Comprehensive data protection for all workloads
Post Reply
AuGL
Enthusiast
Posts: 51
Liked: 3 times
Joined: May 07, 2019 12:22 am
Full Name: Glenn
Contact:

Re: Windows 2019, large REFS and deletes

Post by AuGL »

@PeterC ... have you tried clearing system working set (Memory related), as per an earlier post on this page, or even rebooting to see if it perhaps normally again, if even for a few days?

PeterC
Enthusiast
Posts: 25
Liked: 7 times
Joined: Apr 10, 2018 2:24 pm
Full Name: Peter Camps
Contact:

Re: Windows 2019, large REFS and deletes

Post by PeterC »

Clearing the system working set, we did a few months ago as test. We haven't tried it at this moment. But we did several reboots, also updating drivers, firmware and windows updates. This does not help at all.
We also tested with the block-clone-tool from Veeam and the results are very bad at the moment. The virtual repos with server 2016 are about 7 times faster with this tool.

mkretzer
Expert
Posts: 675
Liked: 156 times
Joined: Dec 17, 2015 7:17 am
Contact:

Re: Windows 2019, large REFS and deletes

Post by mkretzer »

I still suspect 10a. I hope i am finally able to upload the 16 GB of logs i collected today....

PeterStam
Influencer
Posts: 13
Liked: 1 time
Joined: Feb 25, 2015 1:49 pm
Full Name: Peter Stam
Contact:

Re: Windows 2019, large REFS and deletes

Post by PeterStam »

### Labeled photos with boxes
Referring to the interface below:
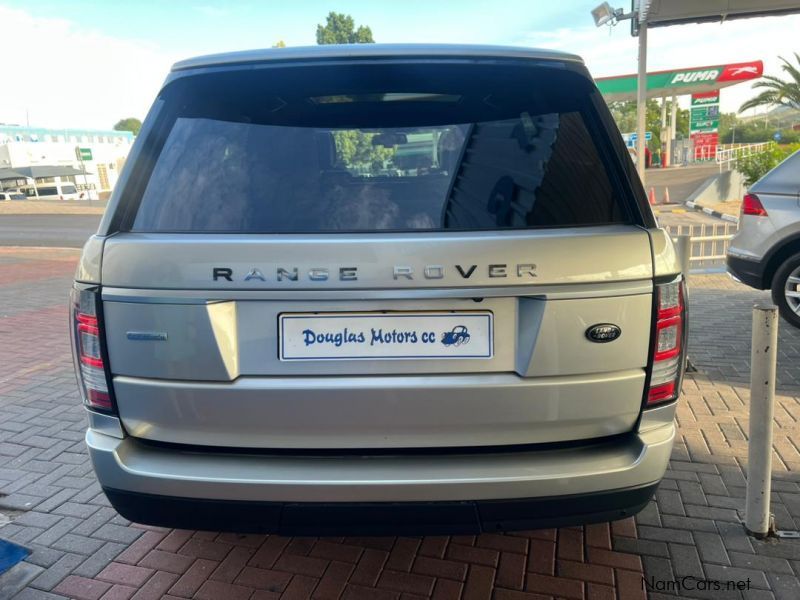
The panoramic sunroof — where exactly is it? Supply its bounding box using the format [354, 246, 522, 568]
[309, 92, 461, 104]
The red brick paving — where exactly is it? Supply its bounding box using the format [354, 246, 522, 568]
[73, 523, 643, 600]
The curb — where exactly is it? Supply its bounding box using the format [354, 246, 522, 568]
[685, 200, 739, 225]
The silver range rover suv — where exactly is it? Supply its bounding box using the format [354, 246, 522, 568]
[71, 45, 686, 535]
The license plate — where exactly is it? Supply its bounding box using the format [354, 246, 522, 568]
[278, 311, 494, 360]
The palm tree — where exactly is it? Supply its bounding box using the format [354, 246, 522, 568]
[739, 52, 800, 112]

### TASKS AND EXERCISES
**a.** According to PeterC's test with the block-clone tool in the forum thread on Windows 2019 ReFS deletes, how much faster are the virtual repositories with Server 2016?
**b.** Write the next portion of the forum thread on Windows 2019 ReFS deletes, picking up at the point where it stops.
None of the records are required for the work that follows.

### THE REPLIES
**a.** About 7 times faster.

**b.**
When running block-clone-spd.exe (test) tool we noticed that the ‘modified’ memory (orange bar in resource monitor) is exponentially growing. The tool writes 2 files and then performs a block clone to ‘merge’ the 2 files into a new file. During this merge the modified memory is slowly dropped because it write the memory to disk. During this process the disk totally freezes. We can’t even create a folder onto the disk where the test is running against (explorer turns white). When the modified memory is released everything is suddenly responsive again. Strange thing is that the test finishes…

We had another physical server with other specs (cpu, mem, array controller different) and installed the same Windows 2019 DataCenter build 1809 17763.1397, same ReFS version 10.0.17763.1369. This server has exactly the same issue.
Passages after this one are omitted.